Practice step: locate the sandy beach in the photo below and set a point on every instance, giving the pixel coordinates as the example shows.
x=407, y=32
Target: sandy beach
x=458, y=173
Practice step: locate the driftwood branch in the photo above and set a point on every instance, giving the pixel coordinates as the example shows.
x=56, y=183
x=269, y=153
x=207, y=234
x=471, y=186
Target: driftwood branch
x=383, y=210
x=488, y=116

--- --- ---

● **What you should do**
Nothing but the lines from the one that contains "x=407, y=32" through the end of the data above should appear, each reproduced exactly.

● **Response to this task**
x=407, y=32
Target: sandy beach
x=458, y=173
Practice step: locate the driftwood branch in the photo above and set a point on every instance, giving the pixel coordinates as the example shows.
x=56, y=183
x=269, y=153
x=207, y=234
x=471, y=186
Target: driftwood branch
x=383, y=210
x=488, y=116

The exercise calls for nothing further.